# Merry Christmas from TechPowerUp!



## Darksaber (Dec 23, 2011)

It is the time of the year once more and we at TechPowerUp! would like to wish all of you a Merry Christmas! Hopefully everyone is able to enjoy this precious time with their friends & loved ones, that the season manages to inspire and bring some peace and tranquility during these turbulent times!

*View at TechPowerUp Main Site*


----------



## DanishDevil (Dec 23, 2011)

Merry Christmas TPU!


----------



## Cold Storm (Dec 23, 2011)

Hope everyone has a safe and enjoying time. Hope you get all you wanted, give all you wanted, and give a toast to all your TPU Family.

*


* lets see if we can get everyone to put a  in there post.


----------



## Darksaber (Dec 23, 2011)

"Fröhliche Weihnachten" from Berlin!


----------



## qubit (Dec 23, 2011)

• REQUIREMENT A: In the Christmas greeting thread, from which city does Darksaber send "Fröhliche Weihnachten"?
• REQUIREMENT B: Retype the Christmas greeting thread, starting with "It is the time" and going on through "these turbulent times!".

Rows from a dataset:
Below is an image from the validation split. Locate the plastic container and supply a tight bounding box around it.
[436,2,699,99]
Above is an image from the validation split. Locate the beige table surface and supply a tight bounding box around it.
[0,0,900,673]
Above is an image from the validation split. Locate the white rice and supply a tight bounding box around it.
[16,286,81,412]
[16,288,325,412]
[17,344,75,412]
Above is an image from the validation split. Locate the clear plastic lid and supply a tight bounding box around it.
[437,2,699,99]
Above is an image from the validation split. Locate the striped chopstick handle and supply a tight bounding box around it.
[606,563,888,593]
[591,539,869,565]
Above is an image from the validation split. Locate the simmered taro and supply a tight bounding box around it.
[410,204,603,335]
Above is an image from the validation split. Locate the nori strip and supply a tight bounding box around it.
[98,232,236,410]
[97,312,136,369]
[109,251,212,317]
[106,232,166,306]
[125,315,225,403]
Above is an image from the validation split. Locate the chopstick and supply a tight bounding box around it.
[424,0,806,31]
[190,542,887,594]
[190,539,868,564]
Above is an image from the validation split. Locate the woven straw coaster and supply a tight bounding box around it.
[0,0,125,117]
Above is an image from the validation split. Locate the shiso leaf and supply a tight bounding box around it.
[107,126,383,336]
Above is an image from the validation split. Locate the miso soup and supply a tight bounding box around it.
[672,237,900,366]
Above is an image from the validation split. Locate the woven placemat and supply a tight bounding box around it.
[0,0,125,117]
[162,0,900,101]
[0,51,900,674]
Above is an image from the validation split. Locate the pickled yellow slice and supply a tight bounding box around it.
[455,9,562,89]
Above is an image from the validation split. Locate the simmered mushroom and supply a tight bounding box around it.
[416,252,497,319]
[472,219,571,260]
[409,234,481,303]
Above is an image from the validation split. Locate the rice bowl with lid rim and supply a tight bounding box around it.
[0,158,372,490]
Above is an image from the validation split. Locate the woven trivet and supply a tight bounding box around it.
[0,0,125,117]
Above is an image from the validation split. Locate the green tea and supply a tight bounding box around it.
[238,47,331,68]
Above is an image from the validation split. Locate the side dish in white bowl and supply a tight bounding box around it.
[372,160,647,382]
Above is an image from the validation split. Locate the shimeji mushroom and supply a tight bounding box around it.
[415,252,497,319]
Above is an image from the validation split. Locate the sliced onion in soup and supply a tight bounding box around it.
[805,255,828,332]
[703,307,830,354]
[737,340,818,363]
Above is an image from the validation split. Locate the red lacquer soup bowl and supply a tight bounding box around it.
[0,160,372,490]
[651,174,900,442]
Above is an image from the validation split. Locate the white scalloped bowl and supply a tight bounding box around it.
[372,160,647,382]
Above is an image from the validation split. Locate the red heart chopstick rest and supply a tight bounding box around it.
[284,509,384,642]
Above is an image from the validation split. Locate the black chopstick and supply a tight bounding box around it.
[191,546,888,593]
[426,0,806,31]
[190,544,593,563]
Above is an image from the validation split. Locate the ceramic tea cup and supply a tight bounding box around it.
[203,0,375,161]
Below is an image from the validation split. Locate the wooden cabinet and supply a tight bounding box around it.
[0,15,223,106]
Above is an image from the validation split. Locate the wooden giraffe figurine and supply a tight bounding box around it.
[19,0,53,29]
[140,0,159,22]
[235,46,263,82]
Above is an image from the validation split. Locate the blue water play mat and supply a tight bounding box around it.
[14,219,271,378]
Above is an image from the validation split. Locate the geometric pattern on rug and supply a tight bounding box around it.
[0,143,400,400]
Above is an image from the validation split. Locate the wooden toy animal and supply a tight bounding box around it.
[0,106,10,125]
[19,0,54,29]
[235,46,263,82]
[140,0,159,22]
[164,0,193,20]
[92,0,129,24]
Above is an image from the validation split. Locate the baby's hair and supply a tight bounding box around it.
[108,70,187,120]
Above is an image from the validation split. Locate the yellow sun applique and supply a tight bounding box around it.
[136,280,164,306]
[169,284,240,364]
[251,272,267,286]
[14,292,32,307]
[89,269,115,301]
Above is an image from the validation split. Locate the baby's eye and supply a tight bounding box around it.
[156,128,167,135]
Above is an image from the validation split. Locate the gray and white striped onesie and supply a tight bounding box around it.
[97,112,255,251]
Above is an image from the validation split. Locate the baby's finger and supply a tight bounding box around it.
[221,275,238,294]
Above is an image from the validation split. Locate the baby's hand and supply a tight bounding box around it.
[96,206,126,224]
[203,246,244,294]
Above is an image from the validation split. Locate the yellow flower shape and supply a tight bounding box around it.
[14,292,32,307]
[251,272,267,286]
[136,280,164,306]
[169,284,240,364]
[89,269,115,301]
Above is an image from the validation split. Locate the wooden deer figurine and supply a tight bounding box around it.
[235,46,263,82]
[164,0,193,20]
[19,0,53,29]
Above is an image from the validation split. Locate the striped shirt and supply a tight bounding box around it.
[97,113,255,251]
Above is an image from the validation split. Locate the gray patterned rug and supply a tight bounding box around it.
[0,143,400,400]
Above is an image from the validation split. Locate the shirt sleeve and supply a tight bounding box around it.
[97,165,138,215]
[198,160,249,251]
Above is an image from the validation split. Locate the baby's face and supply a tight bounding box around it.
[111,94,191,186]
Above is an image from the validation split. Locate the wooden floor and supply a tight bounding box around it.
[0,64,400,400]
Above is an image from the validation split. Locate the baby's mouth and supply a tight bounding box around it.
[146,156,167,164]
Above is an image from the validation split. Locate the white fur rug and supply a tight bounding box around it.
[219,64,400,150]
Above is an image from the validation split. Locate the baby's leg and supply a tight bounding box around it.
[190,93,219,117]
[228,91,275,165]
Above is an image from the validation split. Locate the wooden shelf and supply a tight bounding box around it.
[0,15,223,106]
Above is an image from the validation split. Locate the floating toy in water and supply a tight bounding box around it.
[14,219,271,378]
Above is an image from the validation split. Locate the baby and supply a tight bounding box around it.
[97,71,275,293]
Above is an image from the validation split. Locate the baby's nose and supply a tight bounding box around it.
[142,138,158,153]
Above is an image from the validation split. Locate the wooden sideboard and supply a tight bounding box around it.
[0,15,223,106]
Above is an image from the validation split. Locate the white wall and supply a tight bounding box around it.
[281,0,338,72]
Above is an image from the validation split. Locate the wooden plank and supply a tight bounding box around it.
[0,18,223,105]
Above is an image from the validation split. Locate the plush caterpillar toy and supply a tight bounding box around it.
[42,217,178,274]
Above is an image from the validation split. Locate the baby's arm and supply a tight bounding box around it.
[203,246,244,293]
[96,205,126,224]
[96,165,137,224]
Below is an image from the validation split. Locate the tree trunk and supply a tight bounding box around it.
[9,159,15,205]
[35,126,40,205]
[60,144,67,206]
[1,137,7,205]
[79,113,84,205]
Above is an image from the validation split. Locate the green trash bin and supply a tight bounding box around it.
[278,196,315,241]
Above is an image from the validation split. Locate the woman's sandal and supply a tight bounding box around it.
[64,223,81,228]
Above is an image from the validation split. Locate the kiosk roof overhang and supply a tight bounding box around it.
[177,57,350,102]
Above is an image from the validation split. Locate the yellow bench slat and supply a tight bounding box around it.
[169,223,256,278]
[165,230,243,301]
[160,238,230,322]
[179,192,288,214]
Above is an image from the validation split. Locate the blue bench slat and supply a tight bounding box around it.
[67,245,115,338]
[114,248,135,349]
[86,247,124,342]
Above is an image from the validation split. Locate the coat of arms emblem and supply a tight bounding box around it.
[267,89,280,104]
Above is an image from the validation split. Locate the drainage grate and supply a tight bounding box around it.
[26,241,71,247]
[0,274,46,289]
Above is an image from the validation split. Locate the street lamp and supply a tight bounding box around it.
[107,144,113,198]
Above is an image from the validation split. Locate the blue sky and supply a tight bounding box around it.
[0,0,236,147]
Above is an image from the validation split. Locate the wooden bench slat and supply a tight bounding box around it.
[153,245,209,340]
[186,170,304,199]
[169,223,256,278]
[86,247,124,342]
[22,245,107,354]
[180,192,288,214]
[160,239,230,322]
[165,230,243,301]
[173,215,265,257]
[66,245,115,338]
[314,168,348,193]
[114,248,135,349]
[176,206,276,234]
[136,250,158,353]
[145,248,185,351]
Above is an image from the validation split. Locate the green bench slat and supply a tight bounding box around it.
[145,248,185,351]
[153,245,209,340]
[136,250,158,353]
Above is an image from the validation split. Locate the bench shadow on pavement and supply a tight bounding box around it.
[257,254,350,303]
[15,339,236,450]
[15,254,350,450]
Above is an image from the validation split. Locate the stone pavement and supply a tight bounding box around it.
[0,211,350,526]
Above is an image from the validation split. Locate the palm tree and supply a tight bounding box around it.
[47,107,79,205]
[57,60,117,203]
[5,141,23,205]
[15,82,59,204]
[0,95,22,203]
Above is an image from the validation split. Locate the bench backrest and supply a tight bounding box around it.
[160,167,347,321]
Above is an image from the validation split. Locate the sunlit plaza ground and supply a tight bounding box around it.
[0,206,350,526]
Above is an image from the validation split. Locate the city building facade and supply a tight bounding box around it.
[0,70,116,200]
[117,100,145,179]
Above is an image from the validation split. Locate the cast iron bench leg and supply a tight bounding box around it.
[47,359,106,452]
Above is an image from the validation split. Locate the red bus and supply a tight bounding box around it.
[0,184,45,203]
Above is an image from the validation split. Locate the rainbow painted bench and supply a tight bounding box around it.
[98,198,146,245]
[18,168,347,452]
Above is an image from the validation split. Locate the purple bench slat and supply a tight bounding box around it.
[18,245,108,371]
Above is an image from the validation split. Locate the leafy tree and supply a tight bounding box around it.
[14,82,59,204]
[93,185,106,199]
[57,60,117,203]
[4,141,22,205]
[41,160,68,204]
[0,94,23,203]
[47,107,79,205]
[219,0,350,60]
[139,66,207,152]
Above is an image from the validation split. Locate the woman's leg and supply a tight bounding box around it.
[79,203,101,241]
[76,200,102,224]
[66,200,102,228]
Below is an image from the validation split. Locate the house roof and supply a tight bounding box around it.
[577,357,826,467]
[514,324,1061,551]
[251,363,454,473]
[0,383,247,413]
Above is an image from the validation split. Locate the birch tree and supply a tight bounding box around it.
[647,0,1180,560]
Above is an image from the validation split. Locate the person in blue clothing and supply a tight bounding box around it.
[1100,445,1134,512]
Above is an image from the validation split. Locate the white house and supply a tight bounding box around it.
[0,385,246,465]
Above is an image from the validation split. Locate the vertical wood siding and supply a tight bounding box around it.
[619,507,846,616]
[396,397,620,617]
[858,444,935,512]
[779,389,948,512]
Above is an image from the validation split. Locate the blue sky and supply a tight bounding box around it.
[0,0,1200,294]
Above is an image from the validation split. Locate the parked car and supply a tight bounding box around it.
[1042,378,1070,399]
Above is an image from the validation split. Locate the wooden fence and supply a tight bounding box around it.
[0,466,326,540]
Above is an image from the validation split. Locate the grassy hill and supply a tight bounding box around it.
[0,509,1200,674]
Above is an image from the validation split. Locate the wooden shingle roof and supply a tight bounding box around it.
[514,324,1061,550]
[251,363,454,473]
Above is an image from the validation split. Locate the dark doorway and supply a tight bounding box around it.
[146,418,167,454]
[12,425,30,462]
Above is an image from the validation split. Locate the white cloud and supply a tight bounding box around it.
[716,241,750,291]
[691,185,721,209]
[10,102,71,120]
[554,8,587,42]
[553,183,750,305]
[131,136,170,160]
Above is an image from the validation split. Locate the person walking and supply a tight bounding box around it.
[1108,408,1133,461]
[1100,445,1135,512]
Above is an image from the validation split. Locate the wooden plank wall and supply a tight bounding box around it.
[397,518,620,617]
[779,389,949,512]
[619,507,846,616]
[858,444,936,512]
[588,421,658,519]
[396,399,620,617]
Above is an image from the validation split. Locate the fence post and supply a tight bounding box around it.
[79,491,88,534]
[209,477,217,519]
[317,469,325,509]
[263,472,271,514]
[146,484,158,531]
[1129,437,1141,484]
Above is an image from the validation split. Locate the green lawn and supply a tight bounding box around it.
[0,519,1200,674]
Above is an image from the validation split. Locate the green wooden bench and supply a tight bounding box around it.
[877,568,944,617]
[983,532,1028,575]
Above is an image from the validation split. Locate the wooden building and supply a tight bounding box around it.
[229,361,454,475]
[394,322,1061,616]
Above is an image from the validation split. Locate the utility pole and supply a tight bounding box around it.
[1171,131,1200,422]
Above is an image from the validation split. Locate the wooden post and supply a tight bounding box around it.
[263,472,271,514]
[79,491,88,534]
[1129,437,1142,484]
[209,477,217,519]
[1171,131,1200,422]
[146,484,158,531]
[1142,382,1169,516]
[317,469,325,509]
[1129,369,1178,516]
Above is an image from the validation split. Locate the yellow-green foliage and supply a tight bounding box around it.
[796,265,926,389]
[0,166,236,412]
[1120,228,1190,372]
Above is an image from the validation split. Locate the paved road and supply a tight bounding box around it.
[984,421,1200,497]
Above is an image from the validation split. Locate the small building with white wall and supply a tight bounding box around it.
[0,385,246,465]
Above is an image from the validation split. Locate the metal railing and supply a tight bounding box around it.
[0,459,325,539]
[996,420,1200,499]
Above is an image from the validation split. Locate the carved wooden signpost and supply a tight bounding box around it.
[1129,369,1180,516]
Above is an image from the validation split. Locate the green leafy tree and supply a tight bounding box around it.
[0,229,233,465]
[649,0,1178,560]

• SOLUTION A: Berlin

• SOLUTION B:
It is the time of the year once more and we at TechPowerUp! would like to wish all of you a Merry Christmas! Hopefully everyone is able to enjoy this precious time with their friends & loved ones, that the season manages to inspire and bring some peace and tranquility during these turbulent times!